Opdracht a =
Hoe luidt de zin "Over 2011 is aan appellant een vergoeding toegekend van € 3378,72." uit de aangeleverde passage in het Engels?

Aangeleverde passage =
De korpschef heeft een verweerschrift ingediend.
Appellant heeft nadere stukken ingediend.
Het onderzoek ter zitting heeft plaatsgevonden op 6 augustus 2015. Appellant is verschenen, bijgestaan door mr. Radema en B.O. Vreeswijk. De korpschef heeft zich laten vertegenwoordigen door mr. A.M.A.C. Theunissen.

OVERWEGINGEN

1.1.
In artikel 2, eerste lid, van de Regeling ruilmogelijkheden arbeidsvoorwaarden politie (RAP) is bepaald dat de ambtenaar zijn keuze in het kader van de RAP kenbaar maakt door middel van een aanvraag. Het tweede lid van artikel 2 bepaalt dat de aanvraag wordt ingediend op een door het bevoegd gezag aangegeven wijze.
1.2.
Appellant was ten tijde van belang werkzaam bij de politie in het team Noord- en Oost Gelderland. Zijn woon-werkafstand bedroeg meer dan 75 kilometer. Appellant wilde in 2012, evenals in 2011, gebruik maken van de in de RAP geboden mogelijkheid om een deel van zijn bruto eindejaarsuitkering te ruilen tegen een belastingvrije vergoeding voor gemaakte reiskosten ten behoeve van woon-werkverkeer. Over 2011 is aan appellant een vergoeding toegekend van € 3378,72.
1.3.
Blijkens de salarisspecificatie van december 2012 is aan appellant voor het kalenderjaar 2012 een vergoeding toegekend van € 351,60. De salarisspecificatie is na bezwaar gehandhaafd bij besluit van 6 november 2013 (bestreden besluit). De korpschef heeft aan dit besluit ten grondslag gelegd dat appellant heeft verzuimd om het voor de aanvraag speciaal ter beschikking gestelde Excelbestand met een overzicht van de daadwerkelijke reisdagen met datum en de daadwerkelijke gereden kilometers in het kalenderjaar 2012 in te dienen. Herstel van dit verzuim is niet mogelijk. De 13e salarisrun, die loopt van 8 december 2012 tot
6 januari 2013, is slechts bedoeld om door de werkgever gemaakte fouten te herstellen.

Opdracht b =
Kun je uit de records de regels vanaf de regel met "q=striped dolphin&mode=box" tot en met de regel met "[25,265,72,281]" letterlijk teruggeven?

Te verwerken gegevens =
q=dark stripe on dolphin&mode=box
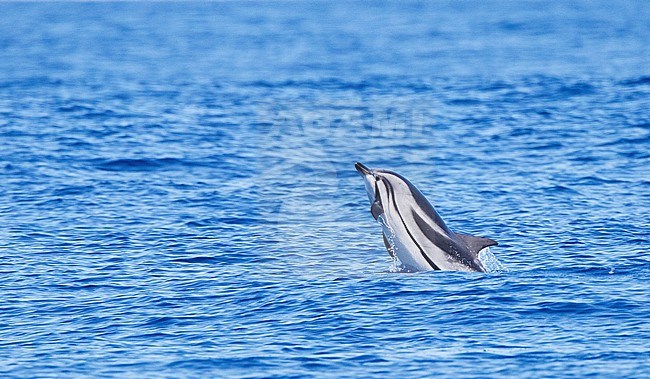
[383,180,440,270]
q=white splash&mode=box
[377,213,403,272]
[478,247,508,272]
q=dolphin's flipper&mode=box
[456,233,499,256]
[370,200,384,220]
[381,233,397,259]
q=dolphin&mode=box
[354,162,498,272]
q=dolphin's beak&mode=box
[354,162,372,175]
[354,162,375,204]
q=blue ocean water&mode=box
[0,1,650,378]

==

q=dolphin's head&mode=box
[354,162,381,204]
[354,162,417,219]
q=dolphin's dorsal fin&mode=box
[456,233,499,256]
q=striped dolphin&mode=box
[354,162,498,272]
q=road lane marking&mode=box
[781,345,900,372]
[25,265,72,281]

==

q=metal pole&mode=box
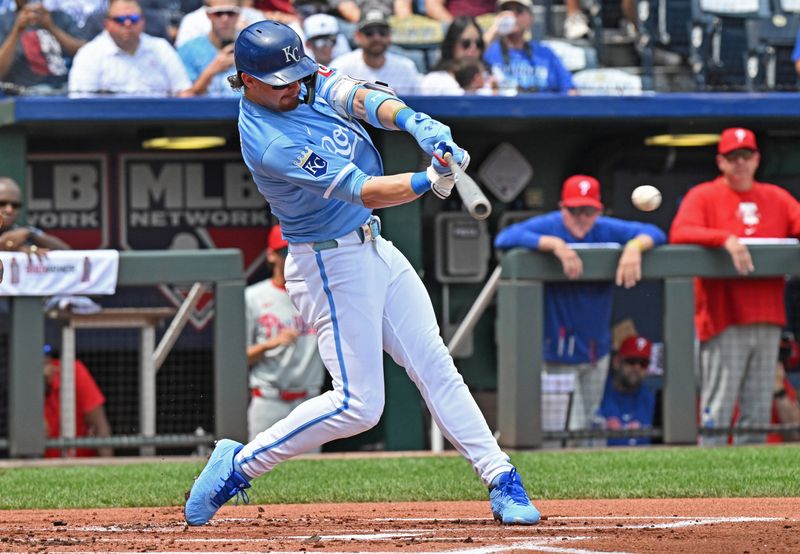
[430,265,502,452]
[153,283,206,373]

Volledig antwoord a =
For 2011, the appellant was granted an allowance of €3,378.72.

Volledig antwoord b =
q=striped dolphin&mode=box
[354,162,498,272]
q=road lane marking&mode=box
[781,345,900,372]
[25,265,72,281]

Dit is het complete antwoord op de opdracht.